### ABOUT THIS TASK
Please repeat the data shown below, word for word.

═══ DATASET CONTENT ═══

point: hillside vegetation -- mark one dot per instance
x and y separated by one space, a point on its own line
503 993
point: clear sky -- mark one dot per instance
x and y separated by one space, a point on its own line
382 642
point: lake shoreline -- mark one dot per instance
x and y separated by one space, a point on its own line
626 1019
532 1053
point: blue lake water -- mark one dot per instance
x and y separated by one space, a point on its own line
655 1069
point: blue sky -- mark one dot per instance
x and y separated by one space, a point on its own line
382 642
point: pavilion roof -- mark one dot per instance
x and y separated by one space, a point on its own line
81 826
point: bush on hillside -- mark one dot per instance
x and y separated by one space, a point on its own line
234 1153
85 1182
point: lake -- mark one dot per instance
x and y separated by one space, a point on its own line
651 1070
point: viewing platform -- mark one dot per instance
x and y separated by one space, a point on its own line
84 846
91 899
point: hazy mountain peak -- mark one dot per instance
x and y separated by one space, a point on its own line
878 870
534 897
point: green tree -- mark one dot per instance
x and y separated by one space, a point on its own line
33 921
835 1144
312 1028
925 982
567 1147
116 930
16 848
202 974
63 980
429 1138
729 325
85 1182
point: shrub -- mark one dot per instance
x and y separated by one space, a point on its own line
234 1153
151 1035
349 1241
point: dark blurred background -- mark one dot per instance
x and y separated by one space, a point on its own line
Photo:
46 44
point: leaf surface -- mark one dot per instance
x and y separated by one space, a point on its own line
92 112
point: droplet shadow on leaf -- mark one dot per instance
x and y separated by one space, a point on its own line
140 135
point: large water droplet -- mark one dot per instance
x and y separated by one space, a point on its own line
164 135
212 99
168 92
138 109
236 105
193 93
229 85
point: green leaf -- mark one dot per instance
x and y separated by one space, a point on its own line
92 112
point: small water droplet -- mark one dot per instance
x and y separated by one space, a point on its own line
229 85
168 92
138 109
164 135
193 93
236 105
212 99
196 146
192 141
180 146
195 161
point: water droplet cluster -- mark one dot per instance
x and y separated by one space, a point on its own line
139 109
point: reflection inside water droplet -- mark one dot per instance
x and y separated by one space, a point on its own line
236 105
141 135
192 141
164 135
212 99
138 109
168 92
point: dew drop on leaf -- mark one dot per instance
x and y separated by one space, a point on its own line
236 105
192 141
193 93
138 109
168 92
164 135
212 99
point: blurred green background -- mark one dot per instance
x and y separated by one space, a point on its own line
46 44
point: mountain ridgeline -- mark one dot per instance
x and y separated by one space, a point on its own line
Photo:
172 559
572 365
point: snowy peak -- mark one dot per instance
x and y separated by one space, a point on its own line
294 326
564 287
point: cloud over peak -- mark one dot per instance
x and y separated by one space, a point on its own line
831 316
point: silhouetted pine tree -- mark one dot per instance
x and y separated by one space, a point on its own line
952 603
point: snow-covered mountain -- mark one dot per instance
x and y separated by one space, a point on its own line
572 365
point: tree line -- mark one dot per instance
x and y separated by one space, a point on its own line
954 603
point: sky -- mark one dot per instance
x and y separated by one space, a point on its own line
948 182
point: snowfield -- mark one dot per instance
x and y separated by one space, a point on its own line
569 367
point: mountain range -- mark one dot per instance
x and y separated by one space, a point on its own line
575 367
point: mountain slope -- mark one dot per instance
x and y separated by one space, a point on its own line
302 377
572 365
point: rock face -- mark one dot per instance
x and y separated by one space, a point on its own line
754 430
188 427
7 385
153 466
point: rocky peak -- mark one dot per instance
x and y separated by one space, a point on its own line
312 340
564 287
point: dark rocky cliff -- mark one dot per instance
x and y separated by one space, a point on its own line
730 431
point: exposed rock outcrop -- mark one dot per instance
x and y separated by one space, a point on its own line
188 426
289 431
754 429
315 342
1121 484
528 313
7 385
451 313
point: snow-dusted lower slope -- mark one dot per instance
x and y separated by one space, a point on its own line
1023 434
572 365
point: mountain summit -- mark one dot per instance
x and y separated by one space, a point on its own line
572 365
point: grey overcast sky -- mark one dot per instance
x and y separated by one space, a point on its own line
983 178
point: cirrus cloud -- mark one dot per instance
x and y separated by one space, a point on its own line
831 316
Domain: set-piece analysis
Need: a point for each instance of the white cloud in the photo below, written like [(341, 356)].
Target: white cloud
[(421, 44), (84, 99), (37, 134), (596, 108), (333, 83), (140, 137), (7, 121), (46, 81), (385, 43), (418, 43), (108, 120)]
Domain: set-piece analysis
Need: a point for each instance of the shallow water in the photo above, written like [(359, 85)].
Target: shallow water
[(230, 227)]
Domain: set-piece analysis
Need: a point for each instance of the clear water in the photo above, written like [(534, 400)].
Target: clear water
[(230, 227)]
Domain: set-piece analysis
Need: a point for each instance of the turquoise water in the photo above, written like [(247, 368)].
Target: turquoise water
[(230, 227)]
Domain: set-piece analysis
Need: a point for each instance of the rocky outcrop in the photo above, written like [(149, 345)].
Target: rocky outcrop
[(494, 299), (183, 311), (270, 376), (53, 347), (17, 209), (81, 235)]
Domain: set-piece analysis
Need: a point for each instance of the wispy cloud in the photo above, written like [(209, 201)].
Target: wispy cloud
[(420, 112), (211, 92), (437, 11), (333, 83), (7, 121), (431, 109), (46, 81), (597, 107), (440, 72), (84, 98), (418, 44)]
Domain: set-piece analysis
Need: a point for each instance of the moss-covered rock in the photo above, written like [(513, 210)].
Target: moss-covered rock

═══

### SOLUTION FOR THIS TASK
point: hillside vegetation -- mark one dot per instance
x and y separated by one space, a point on its own line
503 993
point: clear sky -- mark one dot per instance
x and y separated by one space, a point on its own line
382 642
point: lake shoreline -- mark one dot per instance
x and y separated by one space, a point on its own line
626 1019
532 1053
point: blue lake water -- mark one dot per instance
x and y separated by one space, a point on its own line
655 1069
point: blue sky -- mark one dot per instance
x and y separated by one space, a point on its own line
382 642
point: pavilion roof -- mark one dot per instance
x and y separated by one space, a point on its own line
81 826
point: bush on hillside -- mark one dot per instance
x and y separated by one space, a point on its own line
234 1153
85 1182
point: lake -- mark one dot per instance
x and y separated by one space, a point on its own line
651 1070
point: viewing platform -- mark one dot per instance
x and y separated by one space, a point on its own line
84 846
91 899
point: hazy mountain peak -- mark one dot per instance
x and y separated by one space, a point on its own line
878 870
534 897
point: green tree -- mark one dot per instance
x and y separated by one space, a point on its own line
33 921
835 1144
312 1028
925 982
567 1147
116 930
16 848
202 974
63 980
429 1138
729 325
85 1182
point: shrub -- mark one dot per instance
x and y separated by one space, a point on its own line
234 1153
151 1035
349 1241
point: dark blurred background -- mark one dot per instance
x and y separated by one space, a point on its own line
Photo:
46 44
point: leaf surface -- mark one dot per instance
x and y separated by one space, a point on its own line
92 112
point: droplet shadow on leaf -- mark one dot per instance
x and y separated by one space, a point on its own line
140 135
point: large water droplet -- mark one dot per instance
x and y separated by one space, a point on its own line
164 135
212 99
168 92
138 109
236 105
193 93
229 85
point: green leaf -- mark one dot per instance
x and y separated by one space, a point on its own line
92 112
point: small water droplet -- mark one dot per instance
x and y separated by one space, a point on its own line
229 85
168 92
138 109
164 135
193 93
236 105
212 99
196 146
192 141
180 146
195 161
point: water droplet cluster -- mark one dot per instance
x and y separated by one space, a point on its own line
139 109
point: reflection inside water droplet -- mark one dot per instance
x and y separated by one space, a point on its own line
236 105
141 135
192 141
164 135
212 99
138 109
168 92
point: dew drop on leaf -- mark one dot per instance
x and y separated by one space, a point on its own line
236 105
192 141
193 93
138 109
168 92
164 135
212 99
point: blurred green background -- mark one dot per instance
x and y separated by one space, a point on its own line
46 44
point: mountain ridgeline -- mark one dot per instance
x and y separated by one space, a point on its own line
Photo:
172 559
572 365
point: snowy peak -- mark one dot per instance
x and y separated by one space, a point on its own line
294 326
564 287
point: cloud over peak -- mark one dot per instance
x and y separated by one space, a point on its own line
831 316
point: silhouetted pine tree -- mark one dot per instance
x and y separated by one space, a point on its own line
952 603
point: snow-covered mountain -- mark one dot per instance
x and y separated by one space, a point on its own line
572 365
point: tree line -- mark one dot per instance
x and y separated by one space, a point on its own line
954 603
point: sky -- mark one dot per instance
x and y separated by one space, a point on its own line
948 182
point: snowfield -- mark one dot per instance
x and y separated by one space, a point on its own line
569 367
point: mountain range -- mark one dot per instance
x and y separated by one space, a point on its own line
575 367
point: mountain slope -- mark one dot per instance
x and y separated by one space, a point on its own line
302 377
572 365
point: rock face -- mark one dot per instance
x and y separated by one space, a point on its own line
754 430
188 427
7 385
153 466
point: rocky peak -- mark one dot per instance
x and y separated by one space, a point on its own line
312 340
564 287
point: dark rocky cliff -- mark one dot per instance
x and y separated by one space, a point on its own line
730 431
point: exposed rock outcrop -- mark one dot per instance
x and y separated by one space, a point on its own line
188 426
289 431
754 429
315 342
1121 484
528 313
7 385
451 313
point: snow-dusted lower slope -- mark one dot per instance
x and y separated by one space, a point on its own line
1023 434
572 365
point: mountain summit -- mark one dot per instance
x and y separated by one space, a point on its own line
572 365
point: grey overcast sky -- mark one dot per instance
x and y separated by one space, a point on its own line
983 178
point: cirrus cloud -- mark one dot per instance
x and y separated by one space, a point on its own line
831 316
Domain: set-piece analysis
Need: a point for each instance of the white cloud in the photo below, written like [(341, 356)].
Target: white cloud
[(421, 44), (84, 99), (37, 134), (596, 108), (333, 83), (140, 137), (7, 121), (46, 81), (385, 43), (418, 43), (108, 120)]
Domain: set-piece analysis
Need: a point for each instance of the shallow water in the photo above, written like [(359, 85)].
Target: shallow water
[(230, 227)]
Domain: set-piece analysis
Need: a point for each instance of the clear water in the photo above, written like [(534, 400)].
Target: clear water
[(230, 227)]
Domain: set-piece analysis
Need: a point for each instance of the turquoise water in the photo above, written like [(247, 368)].
Target: turquoise water
[(230, 227)]
Domain: set-piece analysis
Need: a point for each instance of the rocky outcrop in the photo above, written like [(149, 345)].
Target: rocky outcrop
[(494, 299), (183, 311), (270, 376), (53, 347), (17, 209), (81, 235)]
Domain: set-piece analysis
Need: a point for each instance of the wispy cloud in the photo above, written like [(209, 201)].
Target: wispy cloud
[(420, 112), (211, 92), (437, 11), (333, 83), (7, 121), (431, 109), (46, 81), (597, 107), (440, 72), (84, 98), (418, 44)]
Domain: set-piece analysis
Need: a point for each instance of the moss-covered rock in the photo above, written like [(513, 210)].
Target: moss-covered rock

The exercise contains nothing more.